• Records excerpted from a collection:

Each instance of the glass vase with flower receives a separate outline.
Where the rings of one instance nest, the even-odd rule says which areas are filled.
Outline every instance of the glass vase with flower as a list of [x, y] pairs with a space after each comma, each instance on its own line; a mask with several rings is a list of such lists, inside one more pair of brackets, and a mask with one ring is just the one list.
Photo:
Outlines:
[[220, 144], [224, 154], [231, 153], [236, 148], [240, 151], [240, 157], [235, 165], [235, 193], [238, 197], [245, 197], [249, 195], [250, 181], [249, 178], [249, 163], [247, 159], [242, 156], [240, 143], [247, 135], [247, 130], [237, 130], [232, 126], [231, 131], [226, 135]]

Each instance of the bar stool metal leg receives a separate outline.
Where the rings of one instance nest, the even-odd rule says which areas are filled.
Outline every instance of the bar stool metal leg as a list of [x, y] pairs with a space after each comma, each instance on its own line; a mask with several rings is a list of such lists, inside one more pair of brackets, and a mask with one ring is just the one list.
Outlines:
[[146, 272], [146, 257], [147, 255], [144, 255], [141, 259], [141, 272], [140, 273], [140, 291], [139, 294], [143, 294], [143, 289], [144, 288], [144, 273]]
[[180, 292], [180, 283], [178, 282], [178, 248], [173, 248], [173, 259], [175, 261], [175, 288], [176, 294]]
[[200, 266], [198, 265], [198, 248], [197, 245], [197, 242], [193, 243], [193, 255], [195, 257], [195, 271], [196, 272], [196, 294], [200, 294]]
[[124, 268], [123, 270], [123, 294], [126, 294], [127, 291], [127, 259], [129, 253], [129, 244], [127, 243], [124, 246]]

• Given instruction: Make an exact copy of all the data.

• Expected output:
Each instance of the glass vase with flower receives a separate outline.
Where the rings of one instance nest, the even-odd rule says which areas are filled.
Outline every instance of the glass vase with flower as a list of [x, y] pairs with a space after each comma, each instance on its own line; a mask with several rings is a list of such lists, inside one more pair of brackets, and a mask with one ring is just the one list.
Photo:
Outlines:
[[220, 144], [224, 154], [231, 153], [236, 148], [240, 151], [240, 157], [235, 165], [235, 193], [238, 197], [245, 197], [249, 195], [250, 181], [249, 178], [249, 163], [247, 159], [242, 156], [240, 143], [247, 135], [247, 130], [237, 130], [232, 126], [231, 131], [226, 135]]

Each instance of the bar stool metal leg receives a separate outline.
Where the rings of one instance nest, the even-odd rule says which areas are filled.
Outline every instance of the bar stool metal leg as a list of [x, y] pairs with a space after each comma, each instance on its own line; a mask with several rings is a list of such lists, inside one more pair of brackets, and a mask with one ring is just the one list.
Outlines:
[[146, 272], [146, 257], [147, 255], [144, 255], [141, 259], [141, 272], [140, 273], [140, 291], [139, 294], [143, 294], [143, 289], [144, 288], [144, 273]]
[[180, 292], [180, 283], [178, 282], [178, 248], [173, 248], [173, 259], [175, 261], [175, 288], [176, 294]]
[[200, 266], [198, 265], [198, 248], [197, 245], [197, 242], [193, 243], [193, 255], [195, 257], [195, 271], [196, 272], [196, 294], [200, 294]]
[[124, 268], [123, 270], [123, 294], [126, 294], [127, 291], [127, 259], [129, 253], [129, 244], [127, 243], [124, 246]]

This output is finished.